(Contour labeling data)
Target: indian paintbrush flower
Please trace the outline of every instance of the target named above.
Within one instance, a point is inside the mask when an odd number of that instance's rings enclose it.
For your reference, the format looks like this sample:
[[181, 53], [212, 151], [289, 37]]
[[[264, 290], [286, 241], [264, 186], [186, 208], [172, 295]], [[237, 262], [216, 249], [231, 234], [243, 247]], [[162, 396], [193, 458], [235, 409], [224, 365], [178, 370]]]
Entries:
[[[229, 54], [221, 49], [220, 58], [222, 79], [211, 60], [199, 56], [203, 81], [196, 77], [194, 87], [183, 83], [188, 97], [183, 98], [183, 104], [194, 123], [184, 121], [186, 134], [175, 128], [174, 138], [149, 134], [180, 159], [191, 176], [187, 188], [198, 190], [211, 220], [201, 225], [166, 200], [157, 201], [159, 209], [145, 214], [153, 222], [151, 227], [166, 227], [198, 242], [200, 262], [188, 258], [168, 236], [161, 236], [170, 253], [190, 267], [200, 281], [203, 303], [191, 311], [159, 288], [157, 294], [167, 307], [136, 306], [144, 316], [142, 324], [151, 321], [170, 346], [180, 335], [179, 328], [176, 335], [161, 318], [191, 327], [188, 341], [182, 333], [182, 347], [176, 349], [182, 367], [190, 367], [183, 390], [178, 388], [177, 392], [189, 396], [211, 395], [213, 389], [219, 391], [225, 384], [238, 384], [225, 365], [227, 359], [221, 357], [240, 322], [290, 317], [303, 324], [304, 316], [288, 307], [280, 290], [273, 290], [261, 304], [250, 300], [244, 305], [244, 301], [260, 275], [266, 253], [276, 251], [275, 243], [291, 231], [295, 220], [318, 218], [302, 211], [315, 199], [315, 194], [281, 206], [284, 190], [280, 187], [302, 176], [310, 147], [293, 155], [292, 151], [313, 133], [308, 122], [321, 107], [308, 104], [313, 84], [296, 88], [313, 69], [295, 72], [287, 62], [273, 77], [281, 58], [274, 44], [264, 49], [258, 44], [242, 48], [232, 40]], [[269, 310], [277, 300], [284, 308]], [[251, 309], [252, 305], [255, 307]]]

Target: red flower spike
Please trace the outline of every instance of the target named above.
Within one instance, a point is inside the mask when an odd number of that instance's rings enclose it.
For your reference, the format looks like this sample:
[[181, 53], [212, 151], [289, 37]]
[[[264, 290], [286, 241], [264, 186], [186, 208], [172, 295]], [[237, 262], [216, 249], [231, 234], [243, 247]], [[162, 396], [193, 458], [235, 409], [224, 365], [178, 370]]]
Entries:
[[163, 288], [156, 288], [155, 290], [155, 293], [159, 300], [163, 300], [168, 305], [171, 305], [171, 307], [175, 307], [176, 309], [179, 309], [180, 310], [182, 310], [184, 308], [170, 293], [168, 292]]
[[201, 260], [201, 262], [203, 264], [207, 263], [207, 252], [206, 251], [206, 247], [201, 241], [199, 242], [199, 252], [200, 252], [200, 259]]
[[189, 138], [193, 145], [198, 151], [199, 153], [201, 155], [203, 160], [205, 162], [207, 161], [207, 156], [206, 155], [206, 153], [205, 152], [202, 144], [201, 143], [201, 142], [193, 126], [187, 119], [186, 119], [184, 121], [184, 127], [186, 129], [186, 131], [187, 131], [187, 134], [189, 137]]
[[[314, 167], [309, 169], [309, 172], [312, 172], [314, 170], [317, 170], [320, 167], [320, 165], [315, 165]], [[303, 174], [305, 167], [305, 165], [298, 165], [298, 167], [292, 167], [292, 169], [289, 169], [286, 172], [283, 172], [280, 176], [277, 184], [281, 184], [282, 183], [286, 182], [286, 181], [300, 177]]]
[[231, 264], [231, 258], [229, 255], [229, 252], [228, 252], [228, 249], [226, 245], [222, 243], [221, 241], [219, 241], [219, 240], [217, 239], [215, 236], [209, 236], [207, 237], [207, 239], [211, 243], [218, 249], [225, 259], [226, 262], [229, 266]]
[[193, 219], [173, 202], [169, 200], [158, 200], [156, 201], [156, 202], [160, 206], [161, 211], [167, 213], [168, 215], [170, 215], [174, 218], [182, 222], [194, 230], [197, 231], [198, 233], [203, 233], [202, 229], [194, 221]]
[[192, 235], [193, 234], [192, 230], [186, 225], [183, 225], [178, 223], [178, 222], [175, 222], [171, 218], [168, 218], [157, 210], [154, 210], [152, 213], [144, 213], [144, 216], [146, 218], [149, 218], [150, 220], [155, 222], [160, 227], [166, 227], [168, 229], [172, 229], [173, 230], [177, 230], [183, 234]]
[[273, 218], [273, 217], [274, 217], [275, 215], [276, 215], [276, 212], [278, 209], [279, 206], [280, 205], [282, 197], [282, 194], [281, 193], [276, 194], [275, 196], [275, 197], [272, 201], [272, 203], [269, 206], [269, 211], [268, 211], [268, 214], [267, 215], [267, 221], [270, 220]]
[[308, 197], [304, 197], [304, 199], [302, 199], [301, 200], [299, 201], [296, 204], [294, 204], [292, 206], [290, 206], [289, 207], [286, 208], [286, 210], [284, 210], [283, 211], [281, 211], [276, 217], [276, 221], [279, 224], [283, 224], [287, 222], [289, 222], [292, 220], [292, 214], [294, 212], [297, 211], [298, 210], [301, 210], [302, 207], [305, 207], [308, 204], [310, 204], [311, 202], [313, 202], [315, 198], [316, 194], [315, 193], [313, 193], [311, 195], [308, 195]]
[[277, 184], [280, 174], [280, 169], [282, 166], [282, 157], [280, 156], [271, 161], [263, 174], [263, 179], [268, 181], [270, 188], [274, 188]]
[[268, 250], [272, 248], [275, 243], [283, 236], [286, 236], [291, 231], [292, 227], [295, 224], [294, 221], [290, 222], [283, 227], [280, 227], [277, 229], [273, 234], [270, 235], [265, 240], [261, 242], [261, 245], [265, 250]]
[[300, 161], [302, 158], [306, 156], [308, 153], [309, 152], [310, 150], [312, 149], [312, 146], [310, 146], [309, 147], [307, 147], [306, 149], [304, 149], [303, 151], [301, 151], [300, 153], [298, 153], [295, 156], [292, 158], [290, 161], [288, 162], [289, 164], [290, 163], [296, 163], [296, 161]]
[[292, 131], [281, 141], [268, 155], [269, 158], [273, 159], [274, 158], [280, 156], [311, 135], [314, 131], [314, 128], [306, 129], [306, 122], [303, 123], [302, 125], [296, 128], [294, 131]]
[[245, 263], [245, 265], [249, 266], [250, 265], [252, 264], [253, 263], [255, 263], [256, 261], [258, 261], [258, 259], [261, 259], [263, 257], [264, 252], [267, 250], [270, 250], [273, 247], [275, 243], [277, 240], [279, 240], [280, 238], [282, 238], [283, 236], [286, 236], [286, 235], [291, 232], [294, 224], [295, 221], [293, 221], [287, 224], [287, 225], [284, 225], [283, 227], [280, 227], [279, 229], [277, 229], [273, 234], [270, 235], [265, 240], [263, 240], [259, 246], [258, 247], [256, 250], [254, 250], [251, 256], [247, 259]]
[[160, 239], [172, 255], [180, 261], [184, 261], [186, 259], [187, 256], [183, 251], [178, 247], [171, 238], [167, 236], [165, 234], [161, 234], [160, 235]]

▸ YOUR GOAL:
Reproduce the data from the line containing "Target: red flower spike" up to and including the line containing "181], [300, 177]]]", keeping the requests intact. Multiply every coordinate in the answers by 1.45 and round each result to a whole number, with halves rounded up.

▸ TASK ANSWER:
Target: red flower spike
Please trace the outline of every instance of the target named above.
Within one instance, a point is inside the mask when an odd number of that instance's rings enclose it.
For your reference, the format looks like this sample:
[[181, 53], [212, 151], [289, 37]]
[[[264, 290], [286, 241], [264, 186], [186, 208], [172, 295]], [[237, 262], [216, 249], [231, 234], [243, 247]], [[162, 396], [193, 458], [235, 409], [224, 365], [178, 370]]]
Entries:
[[236, 418], [226, 418], [225, 421], [225, 425], [231, 435], [236, 435], [244, 442], [248, 442], [248, 445], [254, 445], [255, 448], [260, 448], [261, 450], [264, 450], [267, 447], [247, 425], [244, 423]]
[[291, 377], [291, 380], [294, 383], [300, 381], [300, 365], [299, 364], [299, 358], [291, 349], [289, 351], [289, 365], [290, 365], [290, 376]]
[[274, 200], [280, 210], [287, 219], [289, 222], [291, 225], [294, 232], [297, 235], [300, 233], [300, 226], [299, 225], [299, 222], [297, 220], [293, 209], [291, 207], [291, 206], [280, 183], [271, 173], [270, 173], [267, 175], [267, 184], [270, 187], [270, 190], [271, 190], [271, 194], [274, 199]]
[[[455, 242], [448, 245], [448, 249], [452, 249], [455, 247], [460, 247], [464, 242], [464, 239], [457, 239]], [[439, 252], [442, 242], [442, 239], [432, 239], [432, 242], [423, 242], [423, 245], [419, 245], [415, 249], [410, 249], [406, 255], [402, 267], [407, 267], [409, 265], [415, 264], [415, 262], [435, 257]]]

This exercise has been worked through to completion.